Work request:
When the string "mountain" appears in a line of the records, show the whole line.

(Image-backed grounding data)
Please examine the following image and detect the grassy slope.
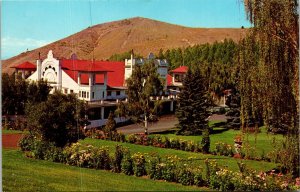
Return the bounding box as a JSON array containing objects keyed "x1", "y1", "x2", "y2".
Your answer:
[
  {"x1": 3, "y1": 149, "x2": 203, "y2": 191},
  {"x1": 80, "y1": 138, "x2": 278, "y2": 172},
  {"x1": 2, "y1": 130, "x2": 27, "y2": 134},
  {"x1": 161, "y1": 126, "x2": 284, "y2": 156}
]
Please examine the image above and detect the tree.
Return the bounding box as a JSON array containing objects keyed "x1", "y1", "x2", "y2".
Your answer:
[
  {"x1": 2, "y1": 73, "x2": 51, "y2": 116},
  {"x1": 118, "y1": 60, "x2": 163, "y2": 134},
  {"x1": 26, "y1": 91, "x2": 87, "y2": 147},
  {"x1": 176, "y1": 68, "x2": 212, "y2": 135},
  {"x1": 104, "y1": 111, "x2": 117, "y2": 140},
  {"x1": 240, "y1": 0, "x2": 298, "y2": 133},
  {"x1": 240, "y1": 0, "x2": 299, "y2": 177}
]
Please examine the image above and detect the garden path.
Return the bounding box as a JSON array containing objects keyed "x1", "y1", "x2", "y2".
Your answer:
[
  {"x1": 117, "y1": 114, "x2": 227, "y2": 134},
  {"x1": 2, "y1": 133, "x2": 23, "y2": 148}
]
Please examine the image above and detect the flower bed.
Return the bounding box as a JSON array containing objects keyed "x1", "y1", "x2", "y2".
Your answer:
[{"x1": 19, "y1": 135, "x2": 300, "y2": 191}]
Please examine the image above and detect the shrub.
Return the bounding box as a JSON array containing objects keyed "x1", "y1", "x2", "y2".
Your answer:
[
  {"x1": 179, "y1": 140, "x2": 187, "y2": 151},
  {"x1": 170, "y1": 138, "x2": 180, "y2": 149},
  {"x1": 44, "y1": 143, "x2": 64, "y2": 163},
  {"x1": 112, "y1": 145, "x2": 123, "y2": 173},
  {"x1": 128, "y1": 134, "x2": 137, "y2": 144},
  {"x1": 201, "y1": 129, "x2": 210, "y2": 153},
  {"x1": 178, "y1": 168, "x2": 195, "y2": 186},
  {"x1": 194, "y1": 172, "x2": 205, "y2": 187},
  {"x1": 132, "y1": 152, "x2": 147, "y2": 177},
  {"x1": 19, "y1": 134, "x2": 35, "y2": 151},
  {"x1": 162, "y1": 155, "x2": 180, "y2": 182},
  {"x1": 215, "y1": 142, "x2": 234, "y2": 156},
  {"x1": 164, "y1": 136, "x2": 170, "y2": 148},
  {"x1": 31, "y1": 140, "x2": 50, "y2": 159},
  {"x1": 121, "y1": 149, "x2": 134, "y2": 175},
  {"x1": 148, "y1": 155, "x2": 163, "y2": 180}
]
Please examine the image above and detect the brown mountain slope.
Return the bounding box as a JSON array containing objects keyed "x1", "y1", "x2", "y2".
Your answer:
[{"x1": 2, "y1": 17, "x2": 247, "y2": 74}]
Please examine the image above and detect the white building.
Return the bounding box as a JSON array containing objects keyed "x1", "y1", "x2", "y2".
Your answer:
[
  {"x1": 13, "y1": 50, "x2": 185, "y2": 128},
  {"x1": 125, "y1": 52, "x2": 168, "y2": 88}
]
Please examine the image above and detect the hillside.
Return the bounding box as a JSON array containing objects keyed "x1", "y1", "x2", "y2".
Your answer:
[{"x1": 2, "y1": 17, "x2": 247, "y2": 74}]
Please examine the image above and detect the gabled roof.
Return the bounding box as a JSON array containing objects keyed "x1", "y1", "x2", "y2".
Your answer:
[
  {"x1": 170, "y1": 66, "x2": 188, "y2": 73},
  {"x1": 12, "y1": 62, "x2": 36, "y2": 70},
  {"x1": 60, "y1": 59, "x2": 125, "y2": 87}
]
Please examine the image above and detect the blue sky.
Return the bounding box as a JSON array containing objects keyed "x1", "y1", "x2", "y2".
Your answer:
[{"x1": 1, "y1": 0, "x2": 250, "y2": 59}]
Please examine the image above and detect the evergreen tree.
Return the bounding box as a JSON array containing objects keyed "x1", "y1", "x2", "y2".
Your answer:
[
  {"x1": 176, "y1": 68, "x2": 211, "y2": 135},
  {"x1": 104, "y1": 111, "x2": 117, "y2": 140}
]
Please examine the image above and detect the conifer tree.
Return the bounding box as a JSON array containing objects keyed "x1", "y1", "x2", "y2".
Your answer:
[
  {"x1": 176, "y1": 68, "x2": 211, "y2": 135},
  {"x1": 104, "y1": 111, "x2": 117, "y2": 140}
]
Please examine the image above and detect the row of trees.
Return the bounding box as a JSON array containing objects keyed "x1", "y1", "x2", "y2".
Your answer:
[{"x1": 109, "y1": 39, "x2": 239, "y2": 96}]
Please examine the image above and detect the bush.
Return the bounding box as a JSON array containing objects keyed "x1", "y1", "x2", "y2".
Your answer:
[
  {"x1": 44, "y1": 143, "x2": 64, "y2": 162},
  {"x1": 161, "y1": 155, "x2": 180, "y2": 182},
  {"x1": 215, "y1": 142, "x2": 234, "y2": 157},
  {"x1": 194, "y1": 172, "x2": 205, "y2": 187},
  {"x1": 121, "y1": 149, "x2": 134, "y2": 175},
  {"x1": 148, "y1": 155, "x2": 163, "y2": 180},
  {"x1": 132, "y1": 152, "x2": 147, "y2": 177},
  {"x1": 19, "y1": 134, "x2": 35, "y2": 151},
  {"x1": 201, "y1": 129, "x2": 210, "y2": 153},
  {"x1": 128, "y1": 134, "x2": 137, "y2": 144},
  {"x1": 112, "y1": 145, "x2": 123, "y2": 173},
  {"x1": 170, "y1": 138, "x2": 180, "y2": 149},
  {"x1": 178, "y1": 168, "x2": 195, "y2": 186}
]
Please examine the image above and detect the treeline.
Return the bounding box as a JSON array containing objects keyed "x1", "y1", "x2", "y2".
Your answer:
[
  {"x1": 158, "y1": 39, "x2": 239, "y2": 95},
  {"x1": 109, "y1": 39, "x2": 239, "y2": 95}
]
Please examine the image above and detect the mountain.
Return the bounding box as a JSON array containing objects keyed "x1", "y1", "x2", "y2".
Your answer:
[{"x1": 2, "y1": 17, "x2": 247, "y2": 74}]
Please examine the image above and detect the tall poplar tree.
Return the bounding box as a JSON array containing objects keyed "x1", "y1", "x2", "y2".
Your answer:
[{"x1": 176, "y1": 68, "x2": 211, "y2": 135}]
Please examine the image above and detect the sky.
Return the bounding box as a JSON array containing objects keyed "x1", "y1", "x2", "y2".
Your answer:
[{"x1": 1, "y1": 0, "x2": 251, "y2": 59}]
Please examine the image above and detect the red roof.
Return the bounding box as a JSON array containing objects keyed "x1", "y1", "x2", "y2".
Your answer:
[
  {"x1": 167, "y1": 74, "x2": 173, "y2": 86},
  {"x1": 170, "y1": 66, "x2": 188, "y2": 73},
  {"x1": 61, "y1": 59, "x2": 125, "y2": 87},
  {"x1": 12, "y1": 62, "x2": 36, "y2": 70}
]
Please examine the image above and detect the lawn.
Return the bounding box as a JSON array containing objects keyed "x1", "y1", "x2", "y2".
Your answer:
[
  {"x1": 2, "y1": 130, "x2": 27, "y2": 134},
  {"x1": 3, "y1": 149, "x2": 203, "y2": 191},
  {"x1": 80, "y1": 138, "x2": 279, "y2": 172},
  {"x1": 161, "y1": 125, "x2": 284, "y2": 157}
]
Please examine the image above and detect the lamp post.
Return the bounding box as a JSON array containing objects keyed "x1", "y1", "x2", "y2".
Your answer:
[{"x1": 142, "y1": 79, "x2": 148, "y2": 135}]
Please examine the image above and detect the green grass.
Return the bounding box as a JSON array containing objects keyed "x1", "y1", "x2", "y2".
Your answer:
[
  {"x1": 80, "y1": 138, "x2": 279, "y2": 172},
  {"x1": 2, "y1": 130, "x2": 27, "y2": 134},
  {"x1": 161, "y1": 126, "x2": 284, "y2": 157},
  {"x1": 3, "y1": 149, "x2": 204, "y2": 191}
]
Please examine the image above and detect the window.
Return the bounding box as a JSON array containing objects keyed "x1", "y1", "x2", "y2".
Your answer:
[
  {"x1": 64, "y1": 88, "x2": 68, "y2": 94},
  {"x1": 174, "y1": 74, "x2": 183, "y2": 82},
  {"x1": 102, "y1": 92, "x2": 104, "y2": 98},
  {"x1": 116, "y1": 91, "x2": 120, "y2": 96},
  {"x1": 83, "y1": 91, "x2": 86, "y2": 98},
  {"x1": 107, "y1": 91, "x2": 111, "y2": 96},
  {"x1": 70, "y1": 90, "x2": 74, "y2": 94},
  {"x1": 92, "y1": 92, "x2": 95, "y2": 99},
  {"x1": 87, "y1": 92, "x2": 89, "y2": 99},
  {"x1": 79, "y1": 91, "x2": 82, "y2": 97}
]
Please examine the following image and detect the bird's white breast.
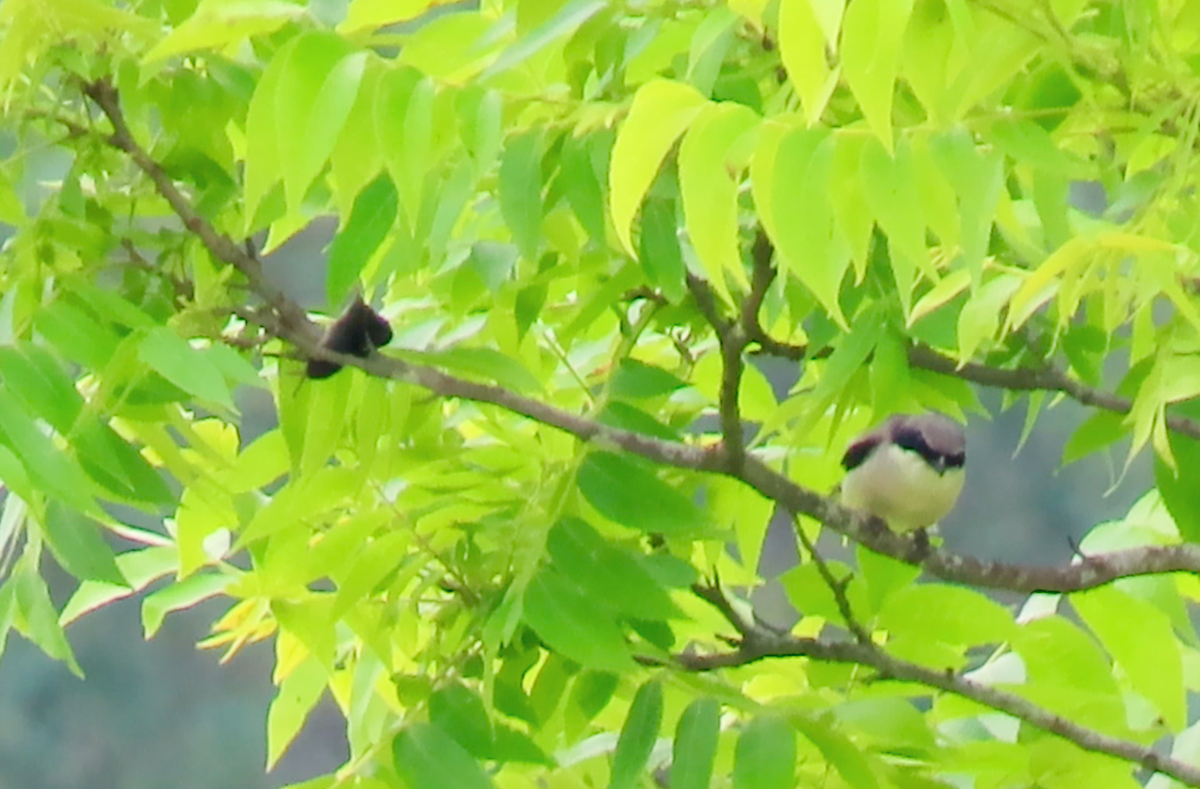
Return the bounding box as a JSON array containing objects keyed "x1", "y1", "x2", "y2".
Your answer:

Answer to this problem:
Please examine the image above and detect the brown mountain slope.
Please examine the image above and detect the mountain.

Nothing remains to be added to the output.